*DIRECTION*. Reproduce the listing from the line containing "the man's ear" through the end of the listing, switching "marker" to "dot" and keeping everything else unchanged.

*RECORDED INFORMATION*.
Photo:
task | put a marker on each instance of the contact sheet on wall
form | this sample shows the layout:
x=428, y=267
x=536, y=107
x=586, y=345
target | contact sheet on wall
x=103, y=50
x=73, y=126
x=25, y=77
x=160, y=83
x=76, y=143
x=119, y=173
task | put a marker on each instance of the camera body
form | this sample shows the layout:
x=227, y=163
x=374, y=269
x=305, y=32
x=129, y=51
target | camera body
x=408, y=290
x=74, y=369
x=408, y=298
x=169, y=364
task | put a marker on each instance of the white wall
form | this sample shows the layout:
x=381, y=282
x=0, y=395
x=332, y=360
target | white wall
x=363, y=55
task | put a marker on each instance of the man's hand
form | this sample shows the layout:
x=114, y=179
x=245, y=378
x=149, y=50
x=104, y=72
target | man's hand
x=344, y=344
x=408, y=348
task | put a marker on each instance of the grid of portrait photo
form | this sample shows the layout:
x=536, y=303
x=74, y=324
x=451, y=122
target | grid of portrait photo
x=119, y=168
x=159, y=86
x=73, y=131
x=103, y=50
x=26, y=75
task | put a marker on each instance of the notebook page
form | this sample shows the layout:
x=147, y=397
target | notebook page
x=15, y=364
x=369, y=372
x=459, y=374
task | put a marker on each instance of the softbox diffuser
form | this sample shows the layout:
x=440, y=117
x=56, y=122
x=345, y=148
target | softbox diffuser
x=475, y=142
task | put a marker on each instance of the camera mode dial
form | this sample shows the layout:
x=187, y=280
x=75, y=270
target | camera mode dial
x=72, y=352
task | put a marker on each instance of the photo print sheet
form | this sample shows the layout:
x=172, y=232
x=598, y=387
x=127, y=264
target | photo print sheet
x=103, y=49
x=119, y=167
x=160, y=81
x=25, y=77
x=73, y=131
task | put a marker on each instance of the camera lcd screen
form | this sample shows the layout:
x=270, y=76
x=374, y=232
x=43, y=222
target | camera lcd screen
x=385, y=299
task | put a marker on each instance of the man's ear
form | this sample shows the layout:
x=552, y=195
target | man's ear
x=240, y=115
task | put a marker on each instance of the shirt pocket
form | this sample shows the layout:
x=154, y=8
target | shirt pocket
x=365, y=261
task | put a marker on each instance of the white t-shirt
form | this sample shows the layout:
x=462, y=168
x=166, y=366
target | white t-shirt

*REPLY TO THE TASK*.
task | put a dot on each instance of the man's ear
form | this sample shows the layout:
x=552, y=195
target | man's ear
x=240, y=115
task | put a dot on each instance of the shirt pocket
form | this sample shows the layout:
x=154, y=8
target | shirt pocket
x=365, y=261
task | put a dot on each instance of the white t-shirt
form | this sample shows the layout:
x=462, y=168
x=166, y=366
target | white t-shirt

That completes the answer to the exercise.